* Start DATASET RECORDS *
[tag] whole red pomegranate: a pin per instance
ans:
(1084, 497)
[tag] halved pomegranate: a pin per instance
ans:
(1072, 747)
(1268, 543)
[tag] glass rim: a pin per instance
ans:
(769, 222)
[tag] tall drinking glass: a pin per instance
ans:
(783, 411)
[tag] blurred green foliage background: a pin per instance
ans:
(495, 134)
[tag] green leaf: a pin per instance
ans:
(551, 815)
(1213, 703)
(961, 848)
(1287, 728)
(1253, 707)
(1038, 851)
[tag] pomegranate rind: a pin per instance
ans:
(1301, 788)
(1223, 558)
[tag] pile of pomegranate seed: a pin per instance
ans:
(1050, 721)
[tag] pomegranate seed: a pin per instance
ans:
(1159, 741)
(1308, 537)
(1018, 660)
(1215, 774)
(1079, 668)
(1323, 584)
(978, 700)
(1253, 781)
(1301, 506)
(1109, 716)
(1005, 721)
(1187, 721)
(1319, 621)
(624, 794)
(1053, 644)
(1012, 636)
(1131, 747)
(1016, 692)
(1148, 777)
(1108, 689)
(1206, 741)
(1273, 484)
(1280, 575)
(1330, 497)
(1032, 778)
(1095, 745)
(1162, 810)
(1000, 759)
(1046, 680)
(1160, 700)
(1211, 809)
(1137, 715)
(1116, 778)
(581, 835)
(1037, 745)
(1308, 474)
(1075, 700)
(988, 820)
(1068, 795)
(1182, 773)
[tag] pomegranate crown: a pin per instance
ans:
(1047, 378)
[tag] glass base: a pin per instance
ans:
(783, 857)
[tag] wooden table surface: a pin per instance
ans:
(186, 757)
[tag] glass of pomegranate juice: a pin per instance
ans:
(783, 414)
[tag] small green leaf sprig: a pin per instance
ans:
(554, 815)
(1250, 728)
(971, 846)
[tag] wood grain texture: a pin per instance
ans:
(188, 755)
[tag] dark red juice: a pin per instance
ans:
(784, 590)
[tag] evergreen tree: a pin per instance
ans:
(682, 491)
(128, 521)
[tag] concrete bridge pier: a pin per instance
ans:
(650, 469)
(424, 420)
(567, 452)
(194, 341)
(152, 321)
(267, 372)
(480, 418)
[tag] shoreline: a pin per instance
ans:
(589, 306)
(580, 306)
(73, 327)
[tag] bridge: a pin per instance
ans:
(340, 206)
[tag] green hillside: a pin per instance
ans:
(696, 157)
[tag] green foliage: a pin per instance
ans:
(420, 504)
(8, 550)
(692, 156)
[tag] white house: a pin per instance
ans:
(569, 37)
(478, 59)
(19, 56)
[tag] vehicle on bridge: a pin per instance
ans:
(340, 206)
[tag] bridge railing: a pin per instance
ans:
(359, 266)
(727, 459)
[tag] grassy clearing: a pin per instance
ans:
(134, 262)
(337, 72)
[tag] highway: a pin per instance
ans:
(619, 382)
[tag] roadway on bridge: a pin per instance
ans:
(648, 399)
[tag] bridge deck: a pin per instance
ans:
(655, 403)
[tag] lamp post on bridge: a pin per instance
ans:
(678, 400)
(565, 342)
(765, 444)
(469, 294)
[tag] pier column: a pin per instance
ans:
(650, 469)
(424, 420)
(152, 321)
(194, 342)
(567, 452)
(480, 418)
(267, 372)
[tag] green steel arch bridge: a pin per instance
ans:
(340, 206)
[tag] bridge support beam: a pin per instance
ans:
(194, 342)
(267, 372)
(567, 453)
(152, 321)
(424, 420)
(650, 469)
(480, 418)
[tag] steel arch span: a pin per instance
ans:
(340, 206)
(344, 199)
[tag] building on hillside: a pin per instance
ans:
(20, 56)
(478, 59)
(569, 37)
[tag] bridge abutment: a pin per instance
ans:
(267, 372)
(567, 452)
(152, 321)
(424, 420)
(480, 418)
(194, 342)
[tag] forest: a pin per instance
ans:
* End DATASET RECORDS *
YOUR TASK:
Recast every line of the records above as a Markdown table with the columns "Row" and "Line," numbering the rows in order and leaving out blank lines.

WRITTEN SOLUTION:
| Row | Line |
|---|---|
| 1 | [tag] whole red pomegranate: a pin per instance |
| 2 | ans: |
| 3 | (1084, 497) |
| 4 | [tag] halved pomegranate: a pin per instance |
| 5 | ans: |
| 6 | (1072, 747) |
| 7 | (1268, 543) |
| 8 | [tag] glass rim: a pin per instance |
| 9 | ans: |
| 10 | (769, 222) |
| 11 | [tag] tall drinking glass: a pin per instance |
| 12 | ans: |
| 13 | (783, 411) |
| 14 | [tag] blurred green foliage background: a pin per instance |
| 15 | ans: |
| 16 | (495, 134) |
| 17 | [tag] green leaf: a pin per instance |
| 18 | ans: |
| 19 | (551, 815) |
| 20 | (1213, 703) |
| 21 | (961, 848) |
| 22 | (1287, 728) |
| 23 | (1253, 707) |
| 24 | (1038, 851) |
| 25 | [tag] pomegranate rind: a pin per instance |
| 26 | ans: |
| 27 | (1301, 788) |
| 28 | (1223, 558) |
| 29 | [tag] pile of pomegranate seed: a pin per instance |
| 30 | ans: |
| 31 | (1050, 721) |
| 32 | [tag] pomegranate seed: a pin per instance |
| 33 | ans: |
| 34 | (1159, 741) |
| 35 | (1308, 537) |
| 36 | (1018, 660) |
| 37 | (1215, 774) |
| 38 | (1079, 668) |
| 39 | (1323, 584) |
| 40 | (978, 700) |
| 41 | (1253, 781) |
| 42 | (1301, 506) |
| 43 | (1109, 716) |
| 44 | (1005, 721) |
| 45 | (1187, 721) |
| 46 | (1319, 621) |
| 47 | (624, 794) |
| 48 | (1053, 644) |
| 49 | (1012, 636) |
| 50 | (1131, 747) |
| 51 | (1016, 692) |
| 52 | (1148, 777) |
| 53 | (1108, 689) |
| 54 | (1206, 741) |
| 55 | (1273, 484) |
| 56 | (1280, 575) |
| 57 | (1330, 497) |
| 58 | (1032, 778) |
| 59 | (1095, 745) |
| 60 | (1162, 810) |
| 61 | (1000, 759) |
| 62 | (1046, 680) |
| 63 | (1160, 700) |
| 64 | (1211, 809) |
| 65 | (1137, 715) |
| 66 | (1116, 778) |
| 67 | (581, 835) |
| 68 | (1037, 745) |
| 69 | (1308, 474) |
| 70 | (1075, 700) |
| 71 | (988, 820) |
| 72 | (1068, 795) |
| 73 | (1182, 773) |
| 74 | [tag] pomegranate crown: a pin per instance |
| 75 | ans: |
| 76 | (1047, 378) |
| 77 | [tag] glass base: a pin per instance |
| 78 | ans: |
| 79 | (783, 857) |
| 80 | [tag] wooden table surface: a pin per instance |
| 81 | ans: |
| 82 | (186, 757) |
| 83 | [tag] glass of pomegranate juice: a pin per instance |
| 84 | ans: |
| 85 | (783, 414) |
| 86 | [tag] small green leaf sprig: a pin per instance |
| 87 | ans: |
| 88 | (554, 815) |
| 89 | (1250, 728) |
| 90 | (971, 846) |
| 91 | [tag] wood grain texture: a pin per instance |
| 92 | ans: |
| 93 | (188, 755) |
| 94 | [tag] dark red juice: a pin per instance |
| 95 | ans: |
| 96 | (784, 590) |
| 97 | [tag] evergreen tree: a pin per instance |
| 98 | ans: |
| 99 | (682, 491) |
| 100 | (128, 521) |
| 101 | [tag] concrete bridge pier: a pin per instance |
| 102 | ans: |
| 103 | (650, 469) |
| 104 | (424, 420) |
| 105 | (567, 452) |
| 106 | (194, 341) |
| 107 | (152, 321) |
| 108 | (267, 372) |
| 109 | (480, 418) |
| 110 | [tag] shoreline: a pin per instance |
| 111 | ans: |
| 112 | (589, 306) |
| 113 | (580, 306) |
| 114 | (73, 327) |
| 115 | [tag] bridge: a pin per instance |
| 116 | ans: |
| 117 | (340, 206) |
| 118 | [tag] green hillside: a pin per instance |
| 119 | ans: |
| 120 | (696, 157) |
| 121 | [tag] green foliage: a pin per instance |
| 122 | ans: |
| 123 | (420, 504) |
| 124 | (8, 550) |
| 125 | (692, 156) |
| 126 | [tag] white house: a pin per instance |
| 127 | ans: |
| 128 | (569, 37) |
| 129 | (478, 59) |
| 130 | (19, 56) |
| 131 | [tag] vehicle on bridge: a pin per instance |
| 132 | ans: |
| 133 | (340, 206) |
| 134 | [tag] bridge railing: a pin per instance |
| 135 | ans: |
| 136 | (359, 266) |
| 137 | (727, 459) |
| 138 | [tag] grassy clearing: a pin per instance |
| 139 | ans: |
| 140 | (134, 262) |
| 141 | (337, 72) |
| 142 | [tag] highway: a pin per instance |
| 143 | ans: |
| 144 | (619, 382) |
| 145 | [tag] roadway on bridge: a pin per instance |
| 146 | ans: |
| 147 | (648, 399) |
| 148 | [tag] bridge deck: a pin per instance |
| 149 | ans: |
| 150 | (655, 403) |
| 151 | [tag] lamp post on bridge: a pin per instance |
| 152 | ans: |
| 153 | (678, 400) |
| 154 | (565, 342) |
| 155 | (765, 444) |
| 156 | (469, 294) |
| 157 | [tag] pier column: a pin per instance |
| 158 | ans: |
| 159 | (650, 469) |
| 160 | (424, 420) |
| 161 | (152, 321) |
| 162 | (194, 342) |
| 163 | (567, 452) |
| 164 | (480, 418) |
| 165 | (267, 372) |
| 166 | [tag] green steel arch bridge: a pin per instance |
| 167 | ans: |
| 168 | (340, 206) |
| 169 | [tag] bridge support beam: a pin per instance |
| 170 | ans: |
| 171 | (194, 342) |
| 172 | (267, 372) |
| 173 | (567, 453) |
| 174 | (152, 321) |
| 175 | (424, 420) |
| 176 | (650, 469) |
| 177 | (480, 418) |
| 178 | [tag] steel arch span: a pin per instance |
| 179 | ans: |
| 180 | (340, 206) |
| 181 | (344, 199) |
| 182 | [tag] building on hillside: a pin per instance |
| 183 | ans: |
| 184 | (20, 56) |
| 185 | (478, 59) |
| 186 | (569, 37) |
| 187 | [tag] bridge abutment: a pin per instance |
| 188 | ans: |
| 189 | (267, 372) |
| 190 | (567, 452) |
| 191 | (152, 321) |
| 192 | (424, 420) |
| 193 | (480, 418) |
| 194 | (194, 342) |
| 195 | [tag] forest: a pin per instance |
| 196 | ans: |